Excerpted text:
** start **

WHITNEY BIENNIAL 2019 CATALOG

CONTRIBUTING AUTHOR

WHITNEY CATALOG.jpg

Gala Porras-Kim

Born in 1984 in Bogotá Columbia; lives in Los Angeles, California

In 2016 Gala Porras-Kim found herself at a residency in South Oaxaca, in which those invited are encouraged to expand their work through different disciplines and engage with local communities. She heard there was a nearby population of indigenous people still speaking Chatino, a nearly extinct Mexican dialect that has never been written down. What unfolded was a collaboration with the community’s eldest members to develop an approximate writing system that could be used for public signs in the town. Together, they generated the characters and implemented them in such a way that would merge with their daily lives. What would have otherwise been a lost form of communication, was given new life, recorded and resuscitated for future generations.


While her creative process is anthropologically rigorous, the work of Gala Porras-Kim also retains a spirit of experimentation that only an artist looking from the outside-in can get away with. The work responds rather than merely describes, a liberty typically outside of the field of anthropology. This unorthodox approach to the questions of cultural legacy also reflects her education. She holds two Master's degrees: an MFA from CalArts, and a second in Latin American Studies from UCLA. Her unconventional inclinations often result in hybrid reconstructions of traditional forms that are often both aesthetic and functional. One example of her transformative compositions is manifest in her LP Whistling and Language (2012), in which she translates Zapotec folktales into their musical cipher once used as a means of dissent. In this way, our capacity to access the information of unfamiliar cultures is opened up through a hybrid form.

** end **

Records shown:
** start **

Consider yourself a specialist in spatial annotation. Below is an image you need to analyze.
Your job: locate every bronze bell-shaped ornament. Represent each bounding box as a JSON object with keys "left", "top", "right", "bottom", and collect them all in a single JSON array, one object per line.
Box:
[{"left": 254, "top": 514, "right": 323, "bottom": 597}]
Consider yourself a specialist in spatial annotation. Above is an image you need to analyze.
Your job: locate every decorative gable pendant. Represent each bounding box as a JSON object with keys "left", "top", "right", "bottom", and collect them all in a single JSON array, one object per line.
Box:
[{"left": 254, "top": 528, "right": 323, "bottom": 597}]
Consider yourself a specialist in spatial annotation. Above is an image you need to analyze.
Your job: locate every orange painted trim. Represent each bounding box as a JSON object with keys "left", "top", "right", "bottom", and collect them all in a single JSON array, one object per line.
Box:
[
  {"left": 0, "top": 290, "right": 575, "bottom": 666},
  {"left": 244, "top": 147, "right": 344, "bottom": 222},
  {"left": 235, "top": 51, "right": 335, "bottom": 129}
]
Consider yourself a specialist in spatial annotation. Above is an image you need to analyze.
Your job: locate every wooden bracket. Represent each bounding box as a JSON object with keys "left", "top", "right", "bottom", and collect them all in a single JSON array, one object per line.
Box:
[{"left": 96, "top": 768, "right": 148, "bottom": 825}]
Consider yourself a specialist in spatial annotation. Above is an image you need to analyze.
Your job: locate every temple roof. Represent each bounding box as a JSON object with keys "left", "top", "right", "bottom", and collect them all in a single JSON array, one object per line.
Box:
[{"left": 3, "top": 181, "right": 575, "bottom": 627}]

** end **

Short task 1: Translate this sentence from the catalog entry on Gala Porras-Kim into Spanish: "The work responds rather than merely describes, a liberty typically outside of the field of anthropology."
Short task 2:
Answer these questions using the catalog entry on Gala Porras-Kim:
(a) In what year was she at the residency in South Oaxaca?
(b) From which school did she receive her MFA?
(c) What is the title of her 2012 LP?

Exercise response 1: La obra responde en lugar de limitarse a describir, una libertad que normalmente queda fuera del campo de la antropología.

Exercise response 2:
(a) 2016
(b) CalArts
(c) Whistling and Language